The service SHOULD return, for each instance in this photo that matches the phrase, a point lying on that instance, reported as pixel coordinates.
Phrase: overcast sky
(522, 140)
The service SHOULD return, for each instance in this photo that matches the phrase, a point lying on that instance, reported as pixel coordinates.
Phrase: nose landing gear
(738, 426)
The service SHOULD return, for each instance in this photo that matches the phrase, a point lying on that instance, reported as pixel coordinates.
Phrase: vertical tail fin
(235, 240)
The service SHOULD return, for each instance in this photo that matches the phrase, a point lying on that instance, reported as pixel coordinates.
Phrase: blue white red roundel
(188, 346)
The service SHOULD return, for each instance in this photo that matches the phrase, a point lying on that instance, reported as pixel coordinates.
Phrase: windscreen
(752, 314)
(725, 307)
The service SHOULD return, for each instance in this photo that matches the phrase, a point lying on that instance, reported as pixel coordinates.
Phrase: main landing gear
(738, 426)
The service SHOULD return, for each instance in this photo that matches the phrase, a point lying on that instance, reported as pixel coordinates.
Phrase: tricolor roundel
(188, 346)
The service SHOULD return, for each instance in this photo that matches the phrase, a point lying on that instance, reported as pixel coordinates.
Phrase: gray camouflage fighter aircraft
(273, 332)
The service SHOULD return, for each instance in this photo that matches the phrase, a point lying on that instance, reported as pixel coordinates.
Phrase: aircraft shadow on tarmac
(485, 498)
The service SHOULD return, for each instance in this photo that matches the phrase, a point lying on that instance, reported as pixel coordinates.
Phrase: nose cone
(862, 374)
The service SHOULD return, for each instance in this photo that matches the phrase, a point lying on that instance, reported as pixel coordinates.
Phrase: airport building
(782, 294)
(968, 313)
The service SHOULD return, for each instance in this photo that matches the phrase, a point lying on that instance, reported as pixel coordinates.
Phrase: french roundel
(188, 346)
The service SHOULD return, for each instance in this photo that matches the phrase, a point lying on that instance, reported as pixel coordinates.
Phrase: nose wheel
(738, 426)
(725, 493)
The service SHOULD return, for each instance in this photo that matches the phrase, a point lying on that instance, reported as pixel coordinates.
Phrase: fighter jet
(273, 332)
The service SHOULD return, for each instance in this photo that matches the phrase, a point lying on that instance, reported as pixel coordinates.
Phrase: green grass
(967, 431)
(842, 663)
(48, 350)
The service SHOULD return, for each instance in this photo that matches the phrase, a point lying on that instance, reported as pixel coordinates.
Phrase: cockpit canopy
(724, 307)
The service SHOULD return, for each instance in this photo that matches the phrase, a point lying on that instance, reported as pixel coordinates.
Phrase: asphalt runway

Aim: Write out the data again, exactly and in full.

Complete response:
The service SHOULD return, for each instance in this photo that matches the phrase, a point lying on that instance, reported as pixel coordinates.
Phrase: overcast sky
(522, 140)
The service SHOULD return, for each instance in this photo that matches the phrase, a point lying on that instance, reported as pixel coordinates.
Phrase: nose landing gear
(738, 426)
The service SHOULD return, for each instance in this photo that matches the phrase, a point lying on that instance, reported as pixel coordinates.
Phrase: vertical tail fin
(235, 240)
The service SHOULD return, for each instance in this photo that matches the phrase, a point lying on that instance, reported as pixel coordinates.
Phrase: blue white red roundel
(188, 346)
The service SHOULD return, for each instance in this photo that matches the phrase, a point lying on that instance, reported as pixel coordinates.
Phrase: windscreen
(752, 314)
(725, 307)
The service SHOULD return, for each instance in this photo that matches the phrase, a point lying on that instance, reported as pixel coordinates.
Phrase: main landing gear
(738, 426)
The service SHOULD return, for each instance in this photo that matches the phrase, a point lying on that instance, reported as pixel coordinates.
Phrase: tricolor roundel
(188, 346)
The service SHOULD return, for each instance in this photo that matches the phrase, a point lying on that instance, reported as pixel coordinates.
Phrase: gray camouflage fighter aircraft
(273, 332)
The service SHOULD return, for each instance in this photo that matches the phrase, a point lying on that instance, reported as pixel coordinates.
Phrase: aircraft shadow on tarmac
(485, 498)
The service SHOULD return, for each instance in this photo that matches the phrase, a point lying on that instance, reported as pixel coordinates.
Phrase: nose cone
(862, 374)
The service SHOULD return, for each instance in this photo that matches the phrase, a point lying on that instance, reported as pixel coordinates.
Phrase: airport building
(782, 294)
(968, 313)
The service SHOULD return, for each instance in this photo that matches the phrase, a point lying on that instance, reported as pixel coordinates.
Phrase: french roundel
(188, 346)
The service SHOULD return, for each instance in this photo that matches the phrase, a point lying on that instance, reported as pixel coordinates.
Phrase: nose wheel
(738, 426)
(725, 493)
The service SHOULD return, for each instance in this photo that matches the phrase, a point lying on that instance, reported as pixel coordinates.
Phrase: fighter jet
(273, 332)
The service SHOULD return, for each instance in this photo that matches the phrase, a point lying on that instance, reported as pixel coordinates.
Phrase: green grass
(967, 431)
(842, 663)
(48, 350)
The service SHOULD return, for each instance in this photo that matches the phrase, a point lying on that instance, reported as pixel coordinates.
Phrase: cockpit canopy
(724, 307)
The service SHOULD return, for each instance in this photo that matches the phrase, a point lying on that instance, reported as pixel coordinates.
Phrase: asphalt runway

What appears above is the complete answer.